▸ YOUR OBJECTIVE: Write out, word for word, the part of the InnoDB bug report below that opens with the words containing "Version:5.1.50 OS:Any" and closes with "fil_system->mutex to work.".

** START TEXT PASSAGE **

Bug #56433 Auto-extension of InnoDB files
Submitted: 1 Sep 2010 1:49 Modified: 15 Oct 2012 13:48
Reporter: Mark Callaghan Email Updates:
Status: Closed Impact on me:
None 
Category:MySQL Server: InnoDB Plugin storage engine Severity:S4 (Feature request)
Version:5.1.50 OS:Any
Assigned to: Inaam Rana CPU Architecture:Any
Tags: extend, file, innodb, performance

[1 Sep 2010 1:49] Mark Callaghan
Description:
fil_extend_space_to_desired_size locks fil_system->mutex. Page reads are blocked until that is done because they call fil_space_get_version() and that must lock fil_system->mutex to work.

This is an intermittent source of stalls on our servers. We think this is worse with innodb_file_per_table.

How to repeat:
Run poor man's profiler on a busy server when there are stalls to identify the problem.

** END TEXT PASSAGE **
** START DATASET EXCERPT **

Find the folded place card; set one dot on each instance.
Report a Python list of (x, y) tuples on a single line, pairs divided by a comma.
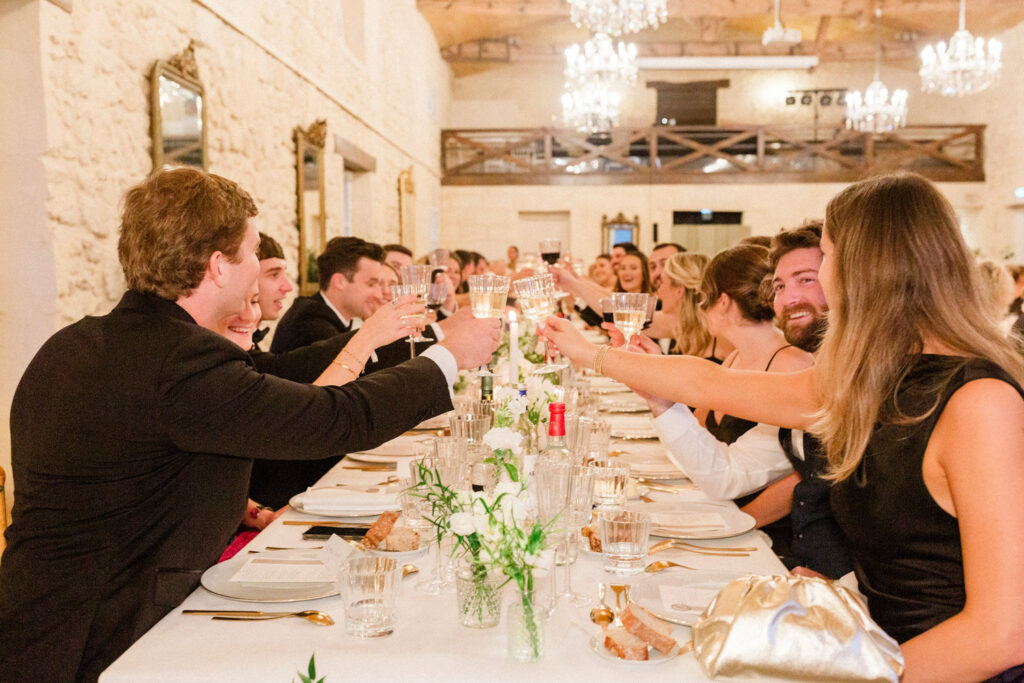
[(339, 499), (689, 520), (275, 568)]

** END DATASET EXCERPT **

▸ SOLUTION TO THIS EXERCISE:
Version:5.1.50 OS:Any
Assigned to: Inaam Rana CPU Architecture:Any
Tags: extend, file, innodb, performance

[1 Sep 2010 1:49] Mark Callaghan
Description:
fil_extend_space_to_desired_size locks fil_system->mutex. Page reads are blocked until that is done because they call fil_space_get_version() and that must lock fil_system->mutex to work.